Levels 12+: Win through discipline, not greed

  • Position: Late-game Brand must respect death timers and burst. Stand where your first spell can hit the fight, but your body is not the easiest target. Use your frontline, minion wave, and turret remains as spacing tools. If the enemy has flank access, play closer to the safe wall with your support or carry nearby. If you are alone on the open side of the lane, you are not creating an angle; you are offering a shutdown.
  • Trading and poke rhythm: Late trades are about forcing bad engages. One strong poke rotation can make the enemy start a fight with poor health, but missing every spell right before they engage can lose the game. Cast when enemies are locked in attack animations, clumped on wave-clear, or moving through narrow space. If nothing is available, wait. Brand’s threat is often stronger than a random spell into open air.
  • Snowball use: Treat late Snowball like a finisher or emergency reposition, not a standard engage. If your team already caught someone and the enemy formation is broken, taking Snowball can secure the kill and spread pressure. If both teams are full health and grouped, dashing in usually removes your own backline damage source. Against divers, you can also hold Snowball until after the first clash, then use it on a safer target to reposition forward only when the enemy cooldowns are spent.
  • Augment use: Late augment value comes from matching the fight shape. Offensive choices reward patience: wait for the enemy to clump, then commit your full rotation. Range or haste choices reward constant spacing: chip, step back, repeat, and never let the enemy catch you after your cast. Defensive choices reward baiting: show just enough range to invite a dive, then retreat through your team while burning the champions who chased too far.
  • Push or stall choice: Push when you win the health war or score a kill. Clear the wave quickly, hit the structure with your team, then reset your line before the enemy respawns into a clean fight. Stall when your team lacks health, summoners, or frontline. Brand is excellent at making grouped minion waves dangerous to stand near, so force the enemy to choose between hitting objectives and eating damage. Do not overclear so far forward that you become the objective instead.

=-=-=-=-=

- EXERCISE REQUIREMENTS
1. According to the late-game Brand guide, when should you push?
2. Write the next part of the late-game Brand guide, picking up after its final sentence.

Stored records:
=-=-=-=-=

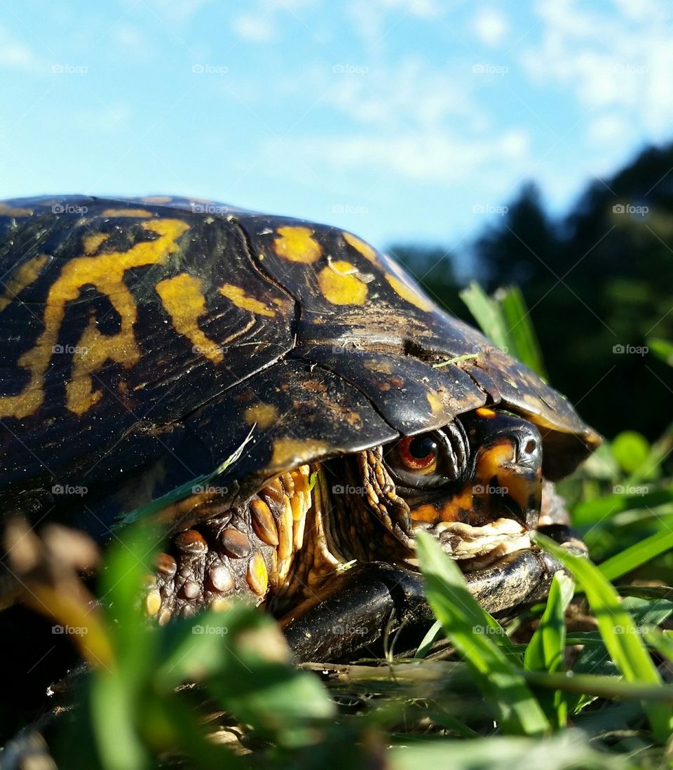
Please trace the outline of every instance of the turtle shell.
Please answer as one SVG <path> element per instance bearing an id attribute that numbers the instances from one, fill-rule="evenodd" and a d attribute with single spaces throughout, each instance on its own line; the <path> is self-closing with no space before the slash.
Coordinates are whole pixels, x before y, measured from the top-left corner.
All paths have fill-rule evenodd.
<path id="1" fill-rule="evenodd" d="M 9 200 L 0 270 L 5 500 L 45 490 L 58 507 L 72 489 L 70 511 L 128 510 L 212 470 L 254 427 L 228 471 L 240 494 L 487 403 L 538 427 L 549 478 L 599 442 L 336 228 L 165 196 Z"/>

=-=-=-=-=

- PER-TASK OUTPUTS
1. Push when you win the health war or score a kill.

2.
  • If ahead: Close the game by denying clean engages. Keep waves moving, control the center, and punish enemies who stack under turret or walk through narrow exits. Your lead disappears if you chase into fog, split from your peel, or burn key spells on a tank while the enemy carries are free. Let your frontline start or bait, then layer damage where the enemy team has already committed.
  • If behind: Play for the one fight where the enemy gets impatient. Stay near your carries, clear waves from maximum safe range, and hold damage for clustered dives. If they siege, punish the champions hitting the structure. If they dive, burn the first two champions through the door and kite backward. You do not need to instantly kill the backline while behind; you need to make their engage too costly to continue.
  • Next move: After every late fight, make a clean call: push if two or more enemies are dead or too low to contest, reset formation if your team won but has no health, and stall if the fight traded evenly. Brand’s late-game plan is simple but unforgiving. Cast from safe space, punish clumps, never take a lonely Snowball, and make the enemy pay every time they choose to fight in a group.